SET OF TASKS
A: In the patent excerpt on occupancy schedules, what does the usage data aggregator 420 do?
B: List every method the patent excerpt on occupancy schedules names for determining an occupancy schedule from aggregated usage data.
C: Resume the patent excerpt on occupancy schedules after its final sentence and carry it forward in the same style.

In block 320, the aggregated additional usage data is used to determine an updated occupancy schedule at the location and/or an updated heating schedule, an updated cooling schedule, or an updated heating and cooling schedule for the location, as described in detail below. Various methods may be used to determine the updated occupancy schedule using the aggregated additional usage data from block 310, including but not limited to the archetype-based methods, neighbor-dependent methods, path dependent methods, and path independent methods that are described in detail below. The determined updated occupancy schedule may include various occupancy states that capture the modes in which the building may be occupied as well as times of day when the various occupancy states start and/or end.
The updated occupancy schedule and/or an updated heating schedule, an updated cooling schedule, or an updated heating and cooling schedule for the location may be transmitted to the thermostat directly or may be transmitted to a client device such as a smartphone or mobile device that may display the updated schedule and/or provide for updating a thermostat with the updated schedule. Alternatively, the updated schedule may be provided through a webpage that may display the updated schedule and/or provide for updating a thermostat with the updated schedule.
According to an embodiment, the usage data receiver 410 may receive usage data indicating a quantity of a resource supplied by a utility that is used at a location over a plurality of days, each of the plurality of days being subdivided into a plurality of predetermined time periods, and the usage data indicating the quantity of the resource supplied by the utility that is used during each of the predetermined time periods. The usage data aggregator 420 may aggregate the usage data for each of the plurality of predetermined time periods over the plurality of days. The occupancy schedule determiner 430 may use the aggregated usage data and the archetype-based methods, neighbor-dependent methods, path dependent methods, or path independent methods that are described in detail below to determine the occupancy schedule at the location. The usage data receiver 410, the usage data aggregator 420, and the occupancy schedule determiner 430 may be implemented as hardware modules or as software modules executed by one or more hardware processors.

STORED DATA

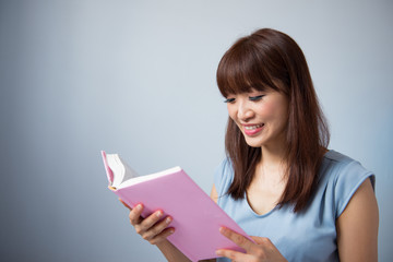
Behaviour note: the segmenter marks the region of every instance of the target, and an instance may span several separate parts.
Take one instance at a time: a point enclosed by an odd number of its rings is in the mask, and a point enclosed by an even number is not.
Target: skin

==

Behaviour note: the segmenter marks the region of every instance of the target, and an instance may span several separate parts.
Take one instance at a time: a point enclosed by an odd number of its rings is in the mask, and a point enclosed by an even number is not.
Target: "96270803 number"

SOLVED PROBLEMS
A: It aggregates the usage data for each of the predetermined time periods over the plurality of days.

B:
- Archetype-based methods
- Neighbor-dependent methods
- Path dependent methods
- Path independent methods

C:
According to some embodiments, the occupancy schedule determining system 400 may be implemented by one or more servers. In other embodiments, however, the occupancy schedule determining system 400 may be implemented by one or more client devices (e.g., a thermostat or a building interface device) or a combination of computing machines including a client device and a server.
A hierarchical set of occupancy states is one that includes status modes for occupying a building with a set of schedule states that goes with each status mode. For example, as illustrated in
An archetypical occupancy schedule is a schedule that follows a general pattern that energy users are likely to emulate. Archetypical occupancy schedules are used in the archetype-based approaches to determining occupancy schedules that are discussed in detail below. A first example of an archetypical occupancy schedule is a stay at home schedule in which the usage curve is shaped like a sine curve.
Archetypical occupancy schedules may be determined using publicly available resources of daily energy usage, actual customer usage profiles, and/or guesses at what load curves may look like. Publicly available resources may include sources such as the Energy Information Administration (EIA), Independent Service Operators (ISOs), and Regional Transmission Organizations (RTOs).
Additionally, archetypical occupancy schedules may be determined using actual customer usage profiles. Examples of this include clustering load curves and using the resulting centroids as archetypes. K-means clustering may be used to determine archetypes, though other clustering algorithms may also be used. With k-means clustering, a number of archetypes is selected and the k-means algorithm discovers the centroids (archetypes) that best partition the given load curves into the chosen number of groups. The centers or medians of those groups (i.e., mean or median usage at each time interval for each group) are chosen as archetypes.
Algorithms such as principal component analysis (PCA) or singular value decomposition (SVD) may be used to reduce the dimensionality used in clustering. These reduced dimensionality features are then fed into the clustering algorithm instead of the load curve values. Algorithms such as self-organizing maps (SOM) may be used that achieve clustering and dimensionality reduction together.
The occupancy schedule state change times associated with an archetype may be chosen via known actual schedules that customers input. For a given archetype, an aggregated schedule state change time may be selected to represent the archetype. For example, the “Wake_Up” state change may be the average or median time of that state change for all customers with known schedules assigned to that archetype (e.g., 7:00 a.m.).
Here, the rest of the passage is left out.